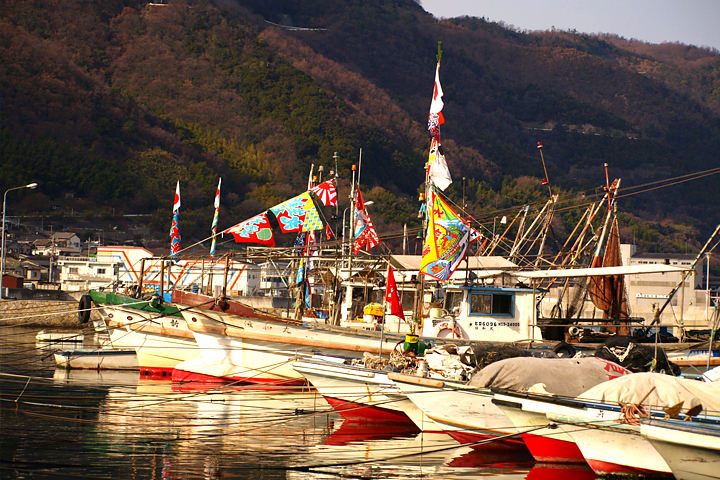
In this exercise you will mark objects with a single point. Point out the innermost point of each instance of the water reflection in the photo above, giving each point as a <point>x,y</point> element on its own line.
<point>115,424</point>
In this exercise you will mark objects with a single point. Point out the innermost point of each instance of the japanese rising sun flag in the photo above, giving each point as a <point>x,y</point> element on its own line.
<point>254,230</point>
<point>297,214</point>
<point>175,227</point>
<point>213,227</point>
<point>365,234</point>
<point>438,172</point>
<point>446,242</point>
<point>435,119</point>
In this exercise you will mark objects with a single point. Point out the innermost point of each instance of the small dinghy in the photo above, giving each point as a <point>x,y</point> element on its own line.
<point>97,359</point>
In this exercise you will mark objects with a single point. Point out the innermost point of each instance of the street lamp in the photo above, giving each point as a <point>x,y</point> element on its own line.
<point>2,248</point>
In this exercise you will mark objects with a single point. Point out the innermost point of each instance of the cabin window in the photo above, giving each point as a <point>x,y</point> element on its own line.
<point>453,301</point>
<point>490,304</point>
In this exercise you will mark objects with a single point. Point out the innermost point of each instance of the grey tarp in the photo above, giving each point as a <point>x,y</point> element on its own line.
<point>668,391</point>
<point>560,376</point>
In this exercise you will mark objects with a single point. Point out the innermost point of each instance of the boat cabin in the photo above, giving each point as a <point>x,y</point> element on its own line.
<point>485,313</point>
+++
[BRIEF]
Pictures appear in the records above. Output everything except them, exactly.

[FULL SOLUTION]
In this exercise you will mark objects with a single point. Point out the innermost point of each instance of the water reflection in the photo above, giving each point as a <point>x,y</point> element on its own line.
<point>115,424</point>
In this exercise you will mark objects with a single point. Point out the innermost point of each instance of the japanese rising sun flag in the photo above, giving each point as a <point>x,y</point> element on its own line.
<point>254,230</point>
<point>297,214</point>
<point>175,227</point>
<point>213,227</point>
<point>365,234</point>
<point>438,172</point>
<point>446,242</point>
<point>435,119</point>
In this exercise you will mark objects with a single point. Point out the innermost point of each instance of the small dinghy in the photo above, giving each point as a <point>x,y</point> element on its own line.
<point>97,359</point>
In this exercise you will mark objects with a single point. Point out the innermost point of each instance of the street lamp in the photo above, giving each point as a <point>x,y</point> element on its own line.
<point>2,248</point>
In this exercise you will mark objects with a single point. Point out the innermost point of each instance of the cabin window in the photo above, giving each point as a <point>x,y</point> element on its own line.
<point>453,301</point>
<point>490,304</point>
In this exercise you will mark objects with a single point. Point out the innermost point of each instance of the grey tarp in the photo above, giving each point as a <point>x,y</point> element on its own line.
<point>668,391</point>
<point>560,376</point>
In this exercise you will mark objects with a single point. Point out the innermost point of each instance of the boat cabin in the photo above, giving each point as a <point>x,y</point> element on its own line.
<point>485,313</point>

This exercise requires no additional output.